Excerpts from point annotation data
● ● ● ●

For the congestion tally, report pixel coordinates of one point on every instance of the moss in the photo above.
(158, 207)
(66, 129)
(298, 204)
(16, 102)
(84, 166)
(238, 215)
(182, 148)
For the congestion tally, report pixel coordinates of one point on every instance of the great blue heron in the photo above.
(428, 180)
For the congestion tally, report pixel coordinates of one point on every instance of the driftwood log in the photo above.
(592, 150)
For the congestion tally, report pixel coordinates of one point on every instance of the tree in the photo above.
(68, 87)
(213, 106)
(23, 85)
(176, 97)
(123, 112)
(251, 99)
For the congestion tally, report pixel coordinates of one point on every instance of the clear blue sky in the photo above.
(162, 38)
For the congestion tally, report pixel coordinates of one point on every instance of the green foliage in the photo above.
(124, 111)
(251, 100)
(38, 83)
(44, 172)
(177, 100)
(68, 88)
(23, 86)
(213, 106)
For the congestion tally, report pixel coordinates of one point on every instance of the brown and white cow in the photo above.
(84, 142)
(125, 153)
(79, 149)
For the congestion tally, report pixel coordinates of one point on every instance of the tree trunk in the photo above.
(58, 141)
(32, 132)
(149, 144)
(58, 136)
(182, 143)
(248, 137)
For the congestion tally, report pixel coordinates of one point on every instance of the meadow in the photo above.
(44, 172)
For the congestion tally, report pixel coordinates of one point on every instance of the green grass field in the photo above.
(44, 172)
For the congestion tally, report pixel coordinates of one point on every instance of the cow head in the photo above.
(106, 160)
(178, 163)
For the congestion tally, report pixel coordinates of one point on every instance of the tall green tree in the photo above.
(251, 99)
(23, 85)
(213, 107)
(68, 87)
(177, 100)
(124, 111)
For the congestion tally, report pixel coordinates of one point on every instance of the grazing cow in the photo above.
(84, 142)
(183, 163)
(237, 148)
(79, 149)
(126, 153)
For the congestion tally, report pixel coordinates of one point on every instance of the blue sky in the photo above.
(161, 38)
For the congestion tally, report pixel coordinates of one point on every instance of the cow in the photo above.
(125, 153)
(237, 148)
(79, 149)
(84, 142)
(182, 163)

● ● ● ●

| Written exercise |
Pull every line from the entries above and reproduce each one verbatim, without changing anything.

| Expected answer |
For the congestion tally, report pixel coordinates of one point on every instance of the moss in the photo above.
(158, 207)
(66, 129)
(298, 204)
(16, 102)
(84, 166)
(238, 215)
(182, 148)
For the congestion tally, report pixel coordinates of one point on every instance of the great blue heron in the photo above.
(428, 180)
For the congestion tally, report pixel coordinates of one point on every instance of the driftwood log in the photo above.
(592, 150)
For the congestion tally, report pixel coordinates of one point on every instance of the tree in the photo above.
(68, 87)
(213, 106)
(23, 85)
(176, 97)
(123, 112)
(251, 99)
For the congestion tally, report pixel coordinates of one point on every instance of the clear blue sky in the photo above.
(162, 38)
For the congestion tally, report pixel coordinates of one point on every instance of the green foliage in the photo above.
(124, 111)
(251, 100)
(38, 83)
(44, 172)
(177, 100)
(68, 88)
(23, 86)
(213, 106)
For the congestion tally, report pixel coordinates of one point on every instance of the brown and white cow in the photo above.
(84, 142)
(125, 153)
(79, 149)
For the congestion tally, report pixel coordinates of one point on every instance of the tree trunk in the photo above.
(58, 141)
(32, 132)
(149, 144)
(58, 136)
(182, 143)
(248, 137)
For the congestion tally, report pixel coordinates of one point on every instance of the meadow in the photo above.
(44, 172)
For the congestion tally, report pixel coordinates of one point on every instance of the green grass field in the photo above.
(44, 172)
For the congestion tally, report pixel coordinates of one point on every instance of the cow head in the photo above.
(106, 160)
(178, 163)
For the congestion tally, report pixel coordinates of one point on every instance of the tall green tree in the photo above.
(251, 99)
(23, 85)
(213, 107)
(68, 87)
(177, 100)
(124, 111)
For the congestion tally, report pixel coordinates of one point on every instance of the grazing cow in the photo above.
(84, 142)
(183, 163)
(237, 148)
(79, 149)
(126, 153)
For the congestion tally, report pixel coordinates of one point on every instance of the blue sky in the photo above.
(161, 38)
For the congestion tally, report pixel coordinates of one point on every instance of the cow in the photo above.
(125, 153)
(237, 148)
(79, 149)
(84, 142)
(182, 163)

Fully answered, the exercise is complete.